Point localization data:

---

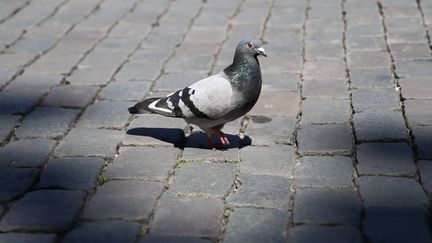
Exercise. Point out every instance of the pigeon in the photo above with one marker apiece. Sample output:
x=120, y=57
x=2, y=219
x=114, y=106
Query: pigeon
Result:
x=213, y=101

---

▶ _WHAT IS NEEDED_:
Collect the lines of the records that include the string "pigeon".

▶ _WRITTEN REPLY_:
Exercise. Point out every instance of the pigeon in the photo above with one marker apiece. Sample output:
Query: pigeon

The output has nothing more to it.